• The task: Copy out every line of the records where the string "shop" occurs.

■ ■ ■

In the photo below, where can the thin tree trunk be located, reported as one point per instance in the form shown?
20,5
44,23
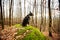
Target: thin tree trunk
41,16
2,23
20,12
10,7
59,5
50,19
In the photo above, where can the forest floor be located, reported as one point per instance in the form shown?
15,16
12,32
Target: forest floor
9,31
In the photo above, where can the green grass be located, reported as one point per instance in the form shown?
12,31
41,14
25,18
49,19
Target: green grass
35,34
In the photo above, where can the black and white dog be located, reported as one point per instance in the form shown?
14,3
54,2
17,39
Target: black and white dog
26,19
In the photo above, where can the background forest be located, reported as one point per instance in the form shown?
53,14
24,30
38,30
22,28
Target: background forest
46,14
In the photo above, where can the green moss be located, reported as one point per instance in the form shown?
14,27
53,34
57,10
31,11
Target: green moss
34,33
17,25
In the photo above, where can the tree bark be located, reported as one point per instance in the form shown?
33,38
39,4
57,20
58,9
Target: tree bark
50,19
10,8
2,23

■ ■ ■

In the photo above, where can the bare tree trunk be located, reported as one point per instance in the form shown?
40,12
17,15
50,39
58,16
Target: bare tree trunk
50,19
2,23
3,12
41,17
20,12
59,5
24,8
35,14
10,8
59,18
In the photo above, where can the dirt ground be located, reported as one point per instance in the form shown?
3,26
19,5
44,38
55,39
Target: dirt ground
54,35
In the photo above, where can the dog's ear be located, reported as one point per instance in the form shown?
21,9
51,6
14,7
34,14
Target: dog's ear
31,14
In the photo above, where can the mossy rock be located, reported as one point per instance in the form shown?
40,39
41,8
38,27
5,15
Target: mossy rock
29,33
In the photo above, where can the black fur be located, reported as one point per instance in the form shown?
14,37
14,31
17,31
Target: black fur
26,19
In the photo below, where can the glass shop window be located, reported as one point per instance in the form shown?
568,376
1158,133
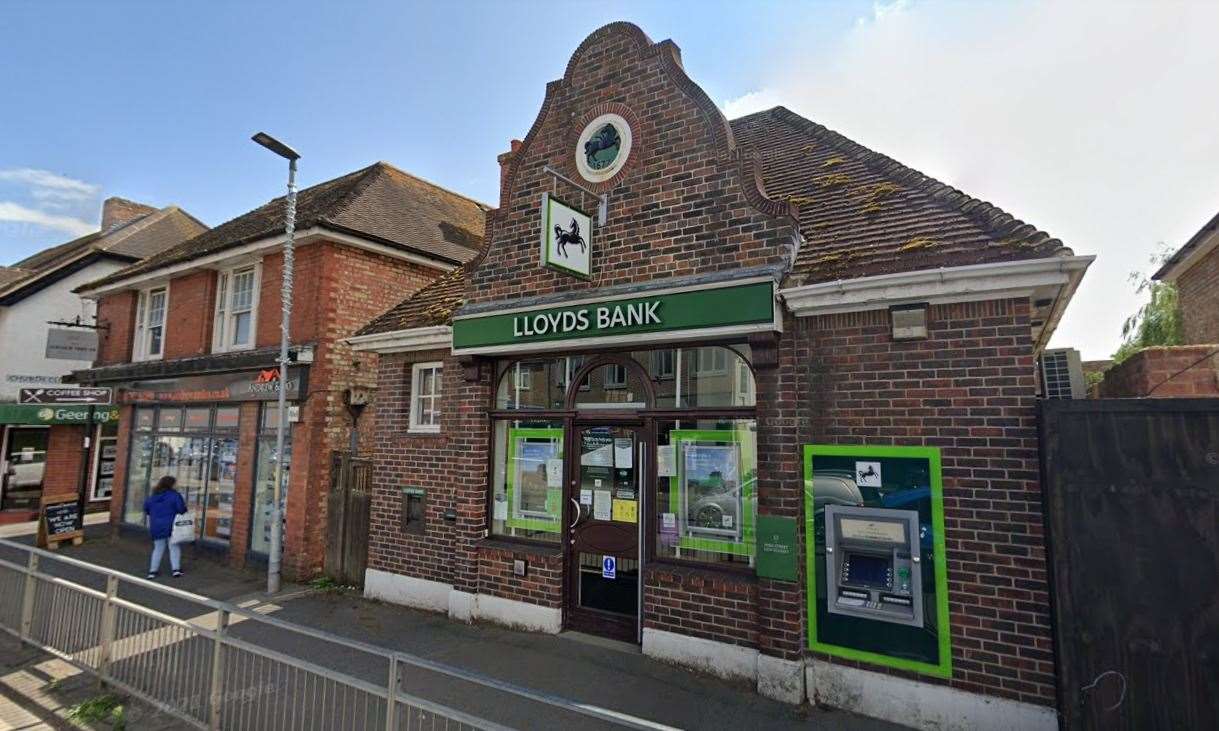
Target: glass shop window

■ ■ ■

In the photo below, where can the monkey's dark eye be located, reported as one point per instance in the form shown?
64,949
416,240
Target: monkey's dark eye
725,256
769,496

■ ■ ■

• Problem solution:
In the photo below, where can the glass shop window be located, reported as one point per instance in the form shown?
Target: glass shop window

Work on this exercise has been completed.